_LEESTEKST_
■ ■ ■ ■

Een honderdtal sympathisanten trok daarom naar de rechtbank van Dendermonde. Niet alleen als steun aan de elf beschuldigden, maar tevens met de boodschap “Ik hoor er ook bij”. T-shirts met deze slogan maakten duidelijk dat, als deze elf mensen moeten terecht staan voor “bendevorming”, dat de rechtbank dan heel veel “bendeleden” zal moeten veroordelen. Niet enkel de elf beschuldigden, niet enkel de 500 andere activisten in Wetteren vorig jaar, maar iedereen die op een of andere wijze steun of sympathie verleent aan dit doel (door een benefietetentje bij te wonen, door het bijwonen van de verschillende info-avonden die georganiseerd werden, etc...).
Op veel steun van de media of de tradionele politieke partijen hoeft het F.L.M. niet te rekenen (de enige politicus die zijn nek durft uit te steken in deze zaak, is groen Europees parlementslid Bart Staes). In media en parlementen werd de actie al snel eenzijdig gecatalogeerd als fundamentalistisch, onwetend en zelfs terroristisch. Niet tegenstaande dat ook verschillende wetenschappers hun bezorgdheid uitten omtrent het testveld voor GGO's in Wetteren en zelfs deelnamen aan de actie van burgelijke ongehoorzaamheid in 2011, werd de hele strijd tegen de GGO-proeven unisono in de tradtionele media gebrandmerkt als anti-wetenschappelijk en anti-vooruitgang.

■ ■ ■ ■

_GEËXTRAHEERDE GEGEVENS_
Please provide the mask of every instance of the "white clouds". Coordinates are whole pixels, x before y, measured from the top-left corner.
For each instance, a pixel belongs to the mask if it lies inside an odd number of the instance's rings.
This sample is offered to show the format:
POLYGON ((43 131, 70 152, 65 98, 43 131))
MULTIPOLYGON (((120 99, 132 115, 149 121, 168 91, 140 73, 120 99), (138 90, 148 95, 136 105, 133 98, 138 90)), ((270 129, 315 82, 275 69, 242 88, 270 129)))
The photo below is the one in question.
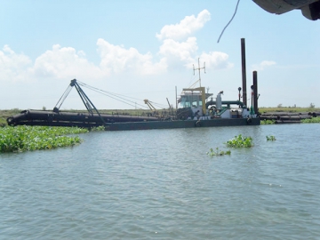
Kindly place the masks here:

■ ■ ■ ■

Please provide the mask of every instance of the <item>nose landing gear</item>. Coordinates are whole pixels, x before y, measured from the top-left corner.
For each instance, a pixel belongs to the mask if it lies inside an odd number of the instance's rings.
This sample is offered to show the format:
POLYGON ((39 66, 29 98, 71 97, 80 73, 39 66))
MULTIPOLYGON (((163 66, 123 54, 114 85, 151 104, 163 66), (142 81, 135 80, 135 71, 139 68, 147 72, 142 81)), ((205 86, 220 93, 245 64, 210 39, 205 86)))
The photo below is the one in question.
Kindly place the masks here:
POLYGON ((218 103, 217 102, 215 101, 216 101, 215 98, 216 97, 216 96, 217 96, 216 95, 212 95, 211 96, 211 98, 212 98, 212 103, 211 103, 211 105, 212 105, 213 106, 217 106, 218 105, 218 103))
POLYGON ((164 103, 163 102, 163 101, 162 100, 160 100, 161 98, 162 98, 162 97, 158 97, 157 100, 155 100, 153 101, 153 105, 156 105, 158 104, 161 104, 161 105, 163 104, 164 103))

■ ■ ■ ■

_WAT JE DOET_
Typ uit de leestekst alles over vanaf "Op veel steun" tot en met "anti-wetenschappelijk en anti-vooruitgang.". De lijst speelt hierbij geen rol.

_SCHRIFTELIJK ANTWOORD_
Op veel steun van de media of de tradionele politieke partijen hoeft het F.L.M. niet te rekenen (de enige politicus die zijn nek durft uit te steken in deze zaak, is groen Europees parlementslid Bart Staes). In media en parlementen werd de actie al snel eenzijdig gecatalogeerd als fundamentalistisch, onwetend en zelfs terroristisch. Niet tegenstaande dat ook verschillende wetenschappers hun bezorgdheid uitten omtrent het testveld voor GGO's in Wetteren en zelfs deelnamen aan de actie van burgelijke ongehoorzaamheid in 2011, werd de hele strijd tegen de GGO-proeven unisono in de tradtionele media gebrandmerkt als anti-wetenschappelijk en anti-vooruitgang.